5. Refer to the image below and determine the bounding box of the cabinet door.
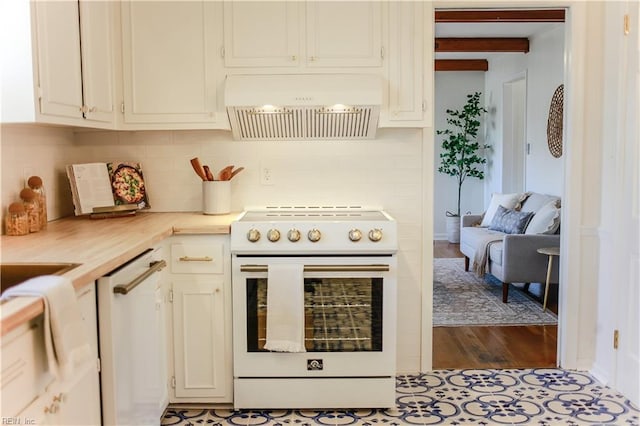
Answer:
[57,366,101,425]
[122,0,220,124]
[80,1,114,123]
[34,1,82,119]
[224,1,301,67]
[172,275,231,400]
[381,2,432,126]
[306,1,383,67]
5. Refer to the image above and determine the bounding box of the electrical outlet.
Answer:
[260,166,273,185]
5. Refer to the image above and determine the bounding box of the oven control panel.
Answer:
[231,222,397,252]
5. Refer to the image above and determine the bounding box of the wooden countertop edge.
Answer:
[0,211,236,337]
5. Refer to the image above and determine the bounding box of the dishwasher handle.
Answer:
[113,260,167,294]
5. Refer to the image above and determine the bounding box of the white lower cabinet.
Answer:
[169,235,233,403]
[0,283,101,426]
[18,364,101,426]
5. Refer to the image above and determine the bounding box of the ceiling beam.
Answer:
[435,9,565,23]
[435,37,529,53]
[435,59,489,71]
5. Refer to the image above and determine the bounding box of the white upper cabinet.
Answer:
[380,2,433,127]
[223,1,383,71]
[80,1,116,123]
[2,0,114,127]
[35,1,83,119]
[306,1,383,67]
[224,1,302,67]
[121,0,222,129]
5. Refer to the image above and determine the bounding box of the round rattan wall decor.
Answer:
[547,84,564,158]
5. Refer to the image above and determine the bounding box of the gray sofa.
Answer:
[460,193,560,303]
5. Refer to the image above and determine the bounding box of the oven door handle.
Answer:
[240,265,389,272]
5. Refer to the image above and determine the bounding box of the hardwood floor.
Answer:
[433,241,558,369]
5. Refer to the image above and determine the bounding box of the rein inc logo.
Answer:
[0,417,36,425]
[307,359,324,371]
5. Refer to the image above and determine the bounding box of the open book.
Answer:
[67,162,149,216]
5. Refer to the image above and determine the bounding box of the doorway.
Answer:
[502,72,530,193]
[432,9,565,369]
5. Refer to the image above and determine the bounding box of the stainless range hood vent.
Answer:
[229,107,378,140]
[225,74,382,140]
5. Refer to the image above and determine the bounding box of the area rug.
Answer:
[433,258,558,327]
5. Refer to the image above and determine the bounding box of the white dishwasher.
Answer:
[98,249,169,425]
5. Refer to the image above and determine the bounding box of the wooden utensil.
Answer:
[229,167,244,180]
[191,157,207,180]
[218,165,235,180]
[202,164,215,181]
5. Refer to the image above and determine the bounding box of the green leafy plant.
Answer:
[436,92,489,216]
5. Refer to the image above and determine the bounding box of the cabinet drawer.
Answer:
[171,243,224,274]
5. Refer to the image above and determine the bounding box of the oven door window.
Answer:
[246,278,383,352]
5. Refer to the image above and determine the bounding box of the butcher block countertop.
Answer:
[0,212,239,336]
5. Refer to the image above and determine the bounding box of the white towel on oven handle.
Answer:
[264,264,306,352]
[2,275,91,379]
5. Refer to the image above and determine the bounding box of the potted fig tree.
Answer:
[436,92,489,243]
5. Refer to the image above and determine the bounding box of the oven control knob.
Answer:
[267,229,280,243]
[247,228,260,243]
[307,228,322,243]
[369,228,382,243]
[287,228,300,243]
[349,228,362,243]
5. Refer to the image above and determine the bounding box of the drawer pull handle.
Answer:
[180,256,213,262]
[113,260,167,294]
[44,402,59,414]
[240,265,389,272]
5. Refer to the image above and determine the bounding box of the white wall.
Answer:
[433,71,484,239]
[2,126,430,372]
[0,124,78,220]
[485,25,564,204]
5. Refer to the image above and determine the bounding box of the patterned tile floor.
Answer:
[162,368,640,426]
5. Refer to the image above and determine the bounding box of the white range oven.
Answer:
[231,207,397,409]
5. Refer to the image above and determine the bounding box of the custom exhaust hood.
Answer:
[225,74,382,140]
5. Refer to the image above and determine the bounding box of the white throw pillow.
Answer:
[524,201,560,234]
[480,193,522,226]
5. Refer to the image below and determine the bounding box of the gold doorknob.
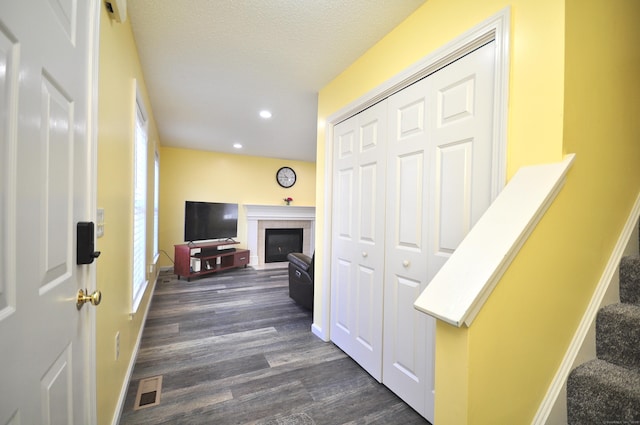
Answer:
[76,289,102,310]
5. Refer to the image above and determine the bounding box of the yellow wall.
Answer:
[160,147,316,266]
[314,0,640,424]
[96,7,158,424]
[458,0,640,423]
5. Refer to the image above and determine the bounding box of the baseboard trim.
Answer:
[311,323,329,342]
[531,194,640,425]
[111,276,158,425]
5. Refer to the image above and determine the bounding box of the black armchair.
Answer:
[287,252,316,310]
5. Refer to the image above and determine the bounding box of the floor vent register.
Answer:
[133,376,162,410]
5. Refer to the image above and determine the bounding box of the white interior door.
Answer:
[0,0,98,424]
[331,101,387,381]
[382,43,494,422]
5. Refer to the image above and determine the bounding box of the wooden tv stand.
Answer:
[173,241,249,281]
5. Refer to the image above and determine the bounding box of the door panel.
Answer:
[427,42,495,281]
[0,0,99,424]
[331,102,386,381]
[382,78,433,414]
[383,43,494,421]
[0,21,18,321]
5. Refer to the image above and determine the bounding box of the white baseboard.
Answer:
[311,323,329,342]
[531,195,640,425]
[111,278,159,425]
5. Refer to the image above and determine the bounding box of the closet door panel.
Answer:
[427,42,495,280]
[382,79,433,415]
[331,101,387,381]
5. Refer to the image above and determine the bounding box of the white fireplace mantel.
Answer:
[244,204,316,266]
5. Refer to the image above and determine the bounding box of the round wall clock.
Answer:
[276,167,296,187]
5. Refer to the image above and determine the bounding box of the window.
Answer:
[132,87,147,312]
[153,152,160,262]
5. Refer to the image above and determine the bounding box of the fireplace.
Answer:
[244,204,315,267]
[264,228,303,263]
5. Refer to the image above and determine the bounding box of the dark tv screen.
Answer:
[184,201,238,242]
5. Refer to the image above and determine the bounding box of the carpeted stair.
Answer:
[567,256,640,425]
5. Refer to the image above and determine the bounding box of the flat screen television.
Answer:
[184,201,238,242]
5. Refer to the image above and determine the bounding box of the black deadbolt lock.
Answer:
[76,221,100,264]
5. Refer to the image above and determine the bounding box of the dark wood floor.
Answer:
[120,263,428,425]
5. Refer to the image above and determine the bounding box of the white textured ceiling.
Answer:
[128,0,425,161]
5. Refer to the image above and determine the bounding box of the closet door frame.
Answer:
[311,7,511,342]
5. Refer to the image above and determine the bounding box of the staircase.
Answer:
[567,248,640,425]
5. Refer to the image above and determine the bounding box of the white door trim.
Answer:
[312,7,511,341]
[85,0,102,424]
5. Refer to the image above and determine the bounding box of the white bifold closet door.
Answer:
[331,101,387,381]
[331,42,495,422]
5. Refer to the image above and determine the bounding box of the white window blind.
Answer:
[132,98,147,312]
[153,152,160,259]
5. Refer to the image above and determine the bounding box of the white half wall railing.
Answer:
[414,154,575,327]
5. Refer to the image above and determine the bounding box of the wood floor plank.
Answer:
[120,267,428,425]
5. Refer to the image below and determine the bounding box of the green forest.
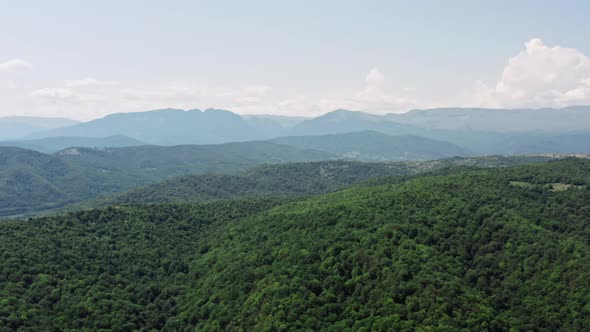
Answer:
[0,158,590,331]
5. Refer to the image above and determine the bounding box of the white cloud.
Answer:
[0,59,33,73]
[31,88,73,99]
[468,38,590,108]
[365,67,385,86]
[65,77,119,88]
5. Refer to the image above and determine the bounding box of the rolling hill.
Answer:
[0,135,145,153]
[272,131,470,161]
[0,159,590,331]
[30,109,281,145]
[0,142,332,217]
[23,106,590,155]
[0,116,79,140]
[83,156,552,210]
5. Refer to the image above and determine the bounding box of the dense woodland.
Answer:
[82,156,551,209]
[0,158,590,331]
[0,142,331,218]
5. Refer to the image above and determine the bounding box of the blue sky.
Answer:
[0,0,590,119]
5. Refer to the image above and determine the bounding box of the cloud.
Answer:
[469,38,590,108]
[65,77,119,88]
[0,59,33,73]
[365,67,385,86]
[346,67,420,113]
[31,88,73,99]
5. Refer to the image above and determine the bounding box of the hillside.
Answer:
[386,106,590,132]
[272,131,470,161]
[31,109,281,145]
[0,159,590,331]
[89,156,551,208]
[0,135,145,153]
[23,106,590,160]
[0,142,331,217]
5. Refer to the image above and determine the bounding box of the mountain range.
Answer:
[0,106,590,158]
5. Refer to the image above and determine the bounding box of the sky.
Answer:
[0,0,590,120]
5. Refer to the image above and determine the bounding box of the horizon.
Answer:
[0,0,590,121]
[0,105,590,123]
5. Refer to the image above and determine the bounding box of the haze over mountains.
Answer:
[0,106,590,159]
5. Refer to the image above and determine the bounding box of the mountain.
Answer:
[23,106,590,158]
[0,116,79,140]
[0,159,590,331]
[85,156,552,206]
[272,131,470,161]
[385,106,590,132]
[30,109,268,145]
[0,142,332,217]
[289,110,419,136]
[0,135,145,153]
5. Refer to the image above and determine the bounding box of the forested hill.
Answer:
[82,156,551,208]
[0,142,332,217]
[0,158,590,331]
[272,130,472,161]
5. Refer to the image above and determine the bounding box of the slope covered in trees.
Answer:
[272,130,471,161]
[0,159,590,331]
[83,156,551,208]
[0,135,145,153]
[0,142,331,217]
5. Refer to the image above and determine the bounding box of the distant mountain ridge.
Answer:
[271,130,471,161]
[0,135,146,153]
[12,106,590,155]
[0,142,333,217]
[0,116,80,140]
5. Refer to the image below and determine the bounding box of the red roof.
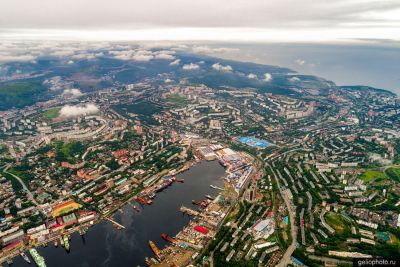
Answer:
[194,225,208,234]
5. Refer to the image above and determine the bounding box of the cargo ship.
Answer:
[149,240,161,259]
[161,234,178,243]
[206,195,214,200]
[29,248,46,267]
[218,160,228,168]
[20,252,31,264]
[63,235,70,251]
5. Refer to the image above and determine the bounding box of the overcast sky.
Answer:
[0,0,400,42]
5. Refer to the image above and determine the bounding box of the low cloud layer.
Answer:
[263,73,272,82]
[60,104,100,118]
[62,88,83,97]
[212,63,233,72]
[182,63,200,70]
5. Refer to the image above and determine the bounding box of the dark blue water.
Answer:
[12,161,224,267]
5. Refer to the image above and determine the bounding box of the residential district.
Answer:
[0,79,400,266]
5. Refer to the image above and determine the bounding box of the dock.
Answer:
[104,217,125,229]
[180,206,200,216]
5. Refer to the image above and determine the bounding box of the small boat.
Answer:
[20,252,31,264]
[206,195,214,200]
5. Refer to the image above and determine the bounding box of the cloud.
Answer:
[0,53,37,62]
[169,59,181,66]
[247,73,258,79]
[62,88,83,97]
[192,46,239,54]
[294,59,306,66]
[263,73,272,82]
[182,63,200,70]
[60,104,100,118]
[288,77,300,83]
[212,63,233,72]
[109,49,175,62]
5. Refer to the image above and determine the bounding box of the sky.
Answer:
[0,0,400,42]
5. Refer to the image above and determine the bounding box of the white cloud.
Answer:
[182,63,200,70]
[192,46,239,54]
[212,63,233,72]
[263,73,272,82]
[294,59,306,66]
[62,88,83,97]
[289,77,300,83]
[247,73,258,79]
[169,59,181,66]
[60,104,100,118]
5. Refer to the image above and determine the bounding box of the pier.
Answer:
[180,206,200,216]
[104,217,125,229]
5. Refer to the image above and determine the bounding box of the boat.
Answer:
[149,240,161,259]
[29,248,46,267]
[63,235,70,251]
[210,185,224,190]
[161,234,178,243]
[20,252,31,264]
[206,195,214,200]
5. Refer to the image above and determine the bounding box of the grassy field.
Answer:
[386,168,400,182]
[42,108,61,120]
[360,170,387,183]
[325,213,347,234]
[166,94,187,106]
[0,82,45,110]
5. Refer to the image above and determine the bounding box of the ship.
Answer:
[206,195,214,200]
[210,185,224,190]
[149,240,161,259]
[63,235,70,251]
[20,252,31,264]
[218,160,227,168]
[161,234,178,243]
[29,248,46,267]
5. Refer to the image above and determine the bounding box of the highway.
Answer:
[3,165,40,207]
[266,163,297,267]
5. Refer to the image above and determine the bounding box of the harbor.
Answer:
[7,161,224,266]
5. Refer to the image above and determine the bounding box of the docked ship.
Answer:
[149,240,161,259]
[63,235,70,251]
[20,252,31,264]
[161,234,178,243]
[29,248,46,267]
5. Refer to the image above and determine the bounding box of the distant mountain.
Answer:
[0,50,393,110]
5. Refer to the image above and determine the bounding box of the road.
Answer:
[266,163,297,267]
[3,165,40,207]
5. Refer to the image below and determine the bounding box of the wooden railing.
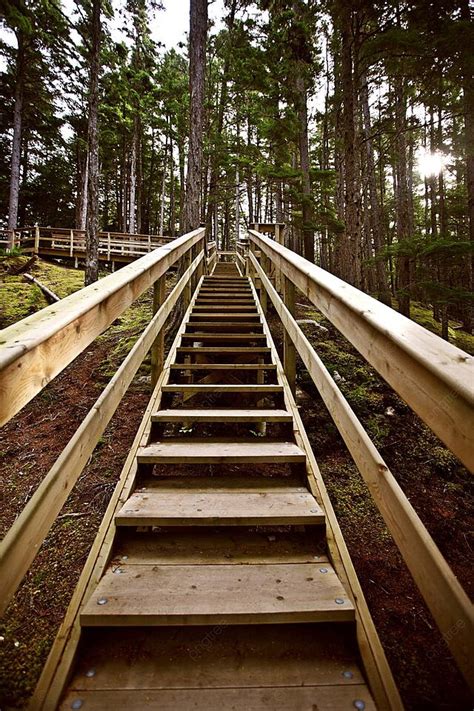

-*-*-

— What is expected —
Copy the entries again, starting at the line that contains "of the staircase." and ending after the line that contains "[120,267,428,425]". Substitute "identify" for every "determine" and leave everything else unchanged.

— Full solution —
5. Refer to the image above and identify the bounding box of the staircase.
Answer:
[567,248,640,425]
5. Refer to the image above and identify the bounding box of the white door trim.
Answer:
[312,7,511,341]
[85,0,102,424]
5. Refer to the image above and identify the bounding box of the white bifold closet door.
Answer:
[331,101,387,381]
[331,42,495,422]
5. Refer to the image above and identify the bounding box of the white window blind.
Answer:
[132,98,147,312]
[153,152,160,259]
5. Refer to the image above and identify the bounding box of the white half wall railing.
Answer:
[414,154,575,327]
5. Refer to the image above and identify the bounding box of the wood floor plank.
Answer:
[120,267,428,425]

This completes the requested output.